◆ STATED GOAL ◆
Rewrite the material below as a Markdown table with the columns "Row" and "Material line," one numbered row for each line, skipping blank lines and leaving out the pictures.

◆ RECORD EXTRACTS ◆
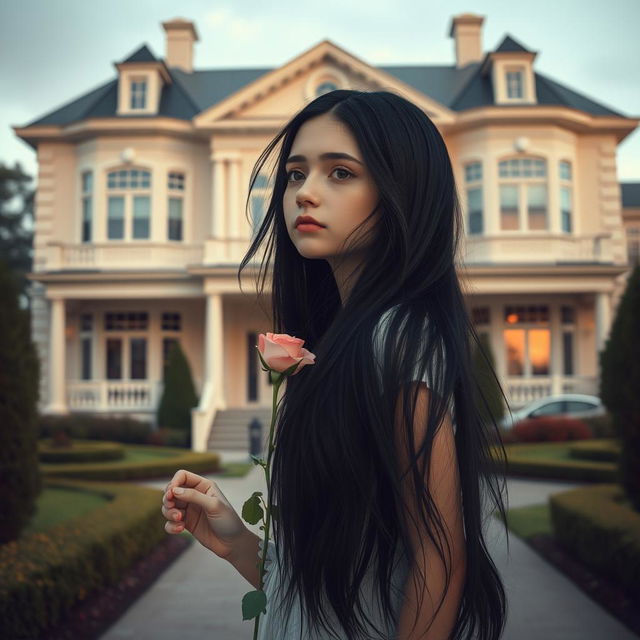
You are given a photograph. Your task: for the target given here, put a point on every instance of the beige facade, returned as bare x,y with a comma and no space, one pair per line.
141,225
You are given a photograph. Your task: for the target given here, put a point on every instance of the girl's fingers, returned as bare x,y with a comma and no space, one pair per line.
173,527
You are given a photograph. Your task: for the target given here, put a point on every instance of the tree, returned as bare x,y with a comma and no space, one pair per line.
179,395
620,384
19,390
483,365
16,223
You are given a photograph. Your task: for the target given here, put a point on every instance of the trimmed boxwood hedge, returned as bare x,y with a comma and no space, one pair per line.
79,452
602,451
42,575
600,531
522,461
127,470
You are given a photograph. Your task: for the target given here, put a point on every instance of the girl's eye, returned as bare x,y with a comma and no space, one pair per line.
345,173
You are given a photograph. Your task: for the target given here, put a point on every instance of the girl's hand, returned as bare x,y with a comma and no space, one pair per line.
196,504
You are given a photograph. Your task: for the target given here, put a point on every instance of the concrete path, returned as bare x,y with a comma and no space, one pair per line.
199,596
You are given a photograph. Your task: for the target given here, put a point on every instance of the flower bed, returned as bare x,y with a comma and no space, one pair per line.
43,575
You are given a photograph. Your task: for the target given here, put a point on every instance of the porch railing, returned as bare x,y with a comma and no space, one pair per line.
113,395
522,391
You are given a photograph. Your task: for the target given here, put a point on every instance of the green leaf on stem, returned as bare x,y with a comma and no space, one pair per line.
257,460
253,604
252,509
266,366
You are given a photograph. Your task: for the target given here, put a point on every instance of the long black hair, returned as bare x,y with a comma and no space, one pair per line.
335,476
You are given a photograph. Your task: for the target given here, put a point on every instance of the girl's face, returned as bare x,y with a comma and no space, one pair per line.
328,180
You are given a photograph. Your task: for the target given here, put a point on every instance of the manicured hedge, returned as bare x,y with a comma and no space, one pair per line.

◆ ANSWER TO THIS EXERCISE ◆
| Row | Material line |
|---|---|
| 1 | You are given a photograph. Your task: for the target given here, put a point on every instance of the beige facade, returned as bare x,y with a comma and no space, one pair per line. |
| 2 | 141,225 |
| 3 | You are given a photograph. Your task: for the target given here, put a point on every instance of the girl's fingers, returned as bare x,y with a comma and no space, one pair per line. |
| 4 | 173,527 |
| 5 | You are given a photograph. Your task: for the target given here, put a point on every instance of the tree, returned as bare x,y with a comma and no space, one pair per line. |
| 6 | 179,395 |
| 7 | 620,384 |
| 8 | 19,390 |
| 9 | 483,365 |
| 10 | 16,223 |
| 11 | You are given a photograph. Your task: for the target given here, put a point on every instance of the trimmed boxwood hedge, returned as bare x,y with a comma and no space, one pair per line. |
| 12 | 79,452 |
| 13 | 602,451 |
| 14 | 42,575 |
| 15 | 600,531 |
| 16 | 522,461 |
| 17 | 127,470 |
| 18 | You are given a photograph. Your task: for the target given here, put a point on every instance of the girl's eye, returned as bare x,y with a comma and no space, one pair per line. |
| 19 | 345,173 |
| 20 | You are given a photograph. Your task: for the target given here, put a point on every instance of the girl's hand, returned as bare x,y with a comma and no space, one pair per line. |
| 21 | 196,504 |
| 22 | You are given a photograph. Your task: for the target given here, put a point on every instance of the concrete path, returned as bare x,y with a comma and no space, one pair per line. |
| 23 | 199,596 |
| 24 | You are given a photograph. Your task: for the target given here, put a point on every instance of the flower bed, returned as bare x,y with a comma and no space, one pair per line. |
| 25 | 43,575 |
| 26 | You are given a photograph. Your task: for the target given here, put a point on every instance of the porch railing, returned as bare x,y with a comma and no space, one pair per line. |
| 27 | 113,395 |
| 28 | 522,391 |
| 29 | You are given a photograph. Your task: for the target given here, put a point on every instance of the green leaf on stem, returned as bare x,y with a comma and no space, one pair per line. |
| 30 | 257,460 |
| 31 | 253,604 |
| 32 | 252,509 |
| 33 | 266,366 |
| 34 | You are given a photograph. Your task: for the target given here, put a point on every instance of the long black hair, returned as bare x,y with a comma and no space, one pair per line. |
| 35 | 335,476 |
| 36 | You are given a photograph. Your task: for the target given here, put a point on every instance of the girl's face, returned as bare x,y with a comma and no space, one pair per line. |
| 37 | 328,180 |
| 38 | You are given a photograph. Your task: for the target given here, put a point on every instance of the manicured hedge, returned as bare x,y with a comma and no space, one pair per line. |